EXERCISE BRIEF: In the SNAQ history text below, how many different foods and drinks did the early SNAQ prototype work on?

== TEXT SHOWN ==

We started SNAQ after the partner of one of our founders got diagnosed with Type 1 Diabetes. This made us experience many of the everyday challenges. Today we support people with diabetes and also without diabetes to take the guesswork out of mealtime decisions*.
Our app helps to count carbs, protein, and fat content of meals by snapping a photo and provides insights on what keeps glucose levels in range after meals. But how did we get here?
The Early Days
We started with our own money and lots of passion. Within a couple of months we had a first prototype in our hands and the chance to showcase SNAQ at an industry conference:
During conferences and many problem interviews with doctors, dieticians, diabetes educators, industry experts, and people living with diabetes the feedbacks made one thing very clear: Counting carbohydrates and mealtime bolus dosing was one of the biggest challenges for people with type 1 or type 2 diabetes. In those interviews and talks our solution to take an image and get carbs was considered very helpful to address that problem. That’s why we built SNAQ: because we knew how advanced tech, like machine learning, could unlock a whole new level of ease for people with diabetes.
From a technical perspective we knew that it would take time to scale our prototype to make it usable for many people. Back then SNAQ was only working on 30 different foods and drinks. But given that the problem was validated, it made sense to invest more of our time into it. Soon after, we had the chance to validate the technology in two pre-clinical studies.

===
== DATASET RECORDS ==

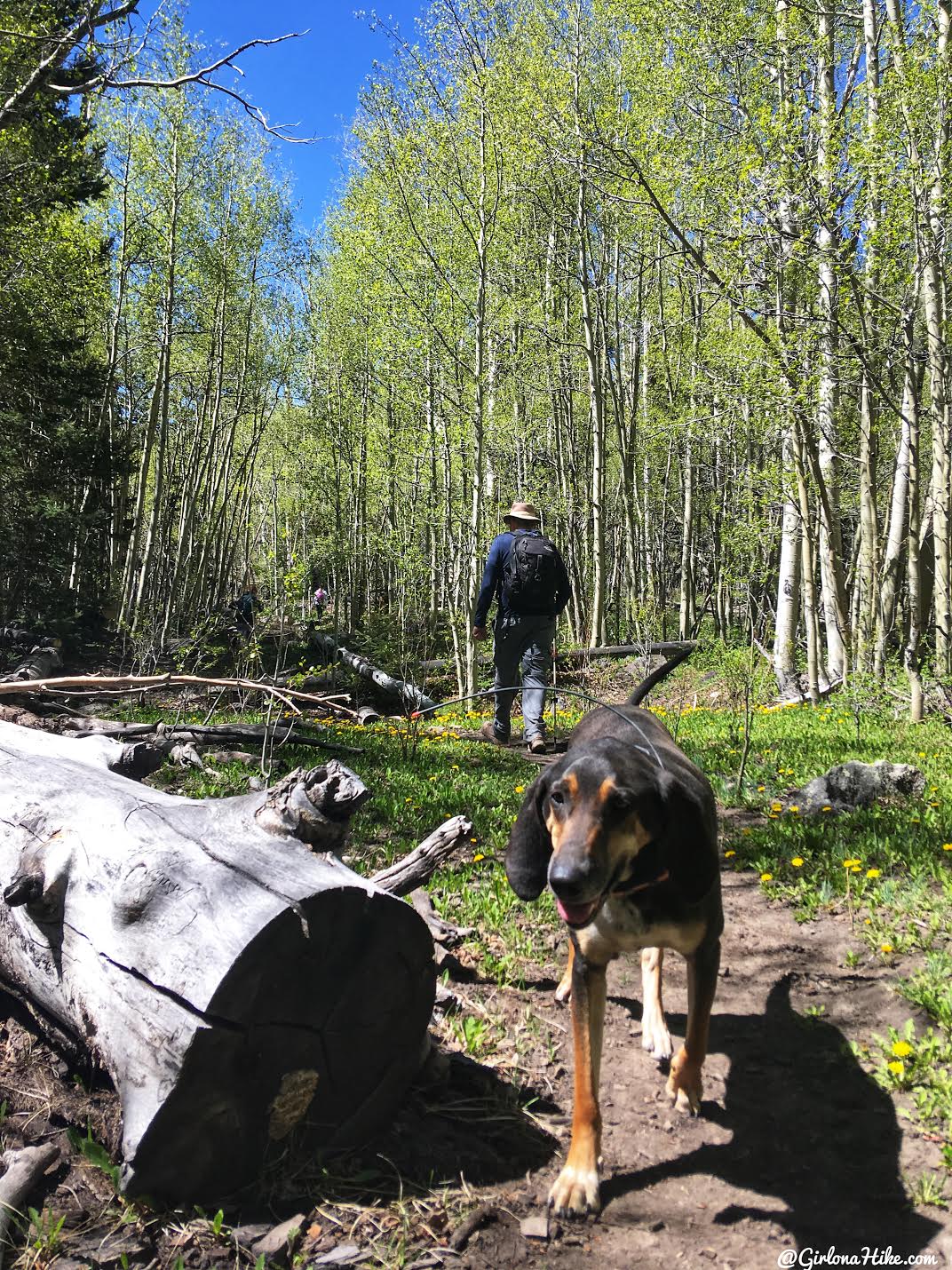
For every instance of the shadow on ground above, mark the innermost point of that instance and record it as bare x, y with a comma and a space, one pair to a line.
809, 1128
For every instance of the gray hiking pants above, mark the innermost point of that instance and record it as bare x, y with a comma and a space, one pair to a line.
527, 643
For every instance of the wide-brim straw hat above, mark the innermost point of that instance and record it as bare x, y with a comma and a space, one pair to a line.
522, 512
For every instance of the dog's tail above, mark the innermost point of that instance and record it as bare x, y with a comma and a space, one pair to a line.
662, 671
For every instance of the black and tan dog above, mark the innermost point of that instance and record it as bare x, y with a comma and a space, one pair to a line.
623, 829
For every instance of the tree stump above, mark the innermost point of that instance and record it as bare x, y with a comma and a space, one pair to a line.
242, 991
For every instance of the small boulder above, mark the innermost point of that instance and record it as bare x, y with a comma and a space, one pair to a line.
853, 785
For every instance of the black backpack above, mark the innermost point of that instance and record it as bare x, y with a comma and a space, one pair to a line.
531, 575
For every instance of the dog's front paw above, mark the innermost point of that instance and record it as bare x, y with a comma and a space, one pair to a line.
575, 1193
685, 1084
655, 1036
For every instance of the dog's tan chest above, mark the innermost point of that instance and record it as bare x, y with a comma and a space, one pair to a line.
620, 927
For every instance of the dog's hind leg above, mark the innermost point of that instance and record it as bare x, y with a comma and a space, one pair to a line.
685, 1084
575, 1190
565, 988
655, 1036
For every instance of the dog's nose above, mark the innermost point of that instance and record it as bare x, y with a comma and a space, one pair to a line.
570, 877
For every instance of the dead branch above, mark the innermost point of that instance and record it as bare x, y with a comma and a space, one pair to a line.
409, 873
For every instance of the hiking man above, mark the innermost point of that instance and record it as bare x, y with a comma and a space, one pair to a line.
526, 575
245, 608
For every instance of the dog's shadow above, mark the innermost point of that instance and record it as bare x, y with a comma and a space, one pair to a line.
809, 1128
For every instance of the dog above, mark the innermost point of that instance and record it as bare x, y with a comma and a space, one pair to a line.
623, 829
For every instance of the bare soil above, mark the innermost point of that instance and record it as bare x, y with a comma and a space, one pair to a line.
796, 1148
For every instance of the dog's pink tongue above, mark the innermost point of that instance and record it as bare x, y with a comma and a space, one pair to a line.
576, 915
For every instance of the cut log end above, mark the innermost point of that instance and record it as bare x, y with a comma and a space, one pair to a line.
309, 1043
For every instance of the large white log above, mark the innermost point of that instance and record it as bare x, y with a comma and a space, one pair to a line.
242, 989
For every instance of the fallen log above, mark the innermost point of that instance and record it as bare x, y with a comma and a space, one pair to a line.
166, 737
103, 685
589, 655
410, 696
242, 991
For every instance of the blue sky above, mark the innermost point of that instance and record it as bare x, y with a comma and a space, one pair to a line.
310, 83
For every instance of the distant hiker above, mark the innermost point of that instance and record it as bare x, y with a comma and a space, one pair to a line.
526, 575
245, 608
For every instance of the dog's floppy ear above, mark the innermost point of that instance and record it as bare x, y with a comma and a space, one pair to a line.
529, 845
689, 837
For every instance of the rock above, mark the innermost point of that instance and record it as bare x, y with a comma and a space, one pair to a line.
852, 785
535, 1227
277, 1238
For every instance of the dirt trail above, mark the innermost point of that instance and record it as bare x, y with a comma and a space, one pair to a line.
797, 1147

===

THE COMPLETED TASK: 30 different foods and drinks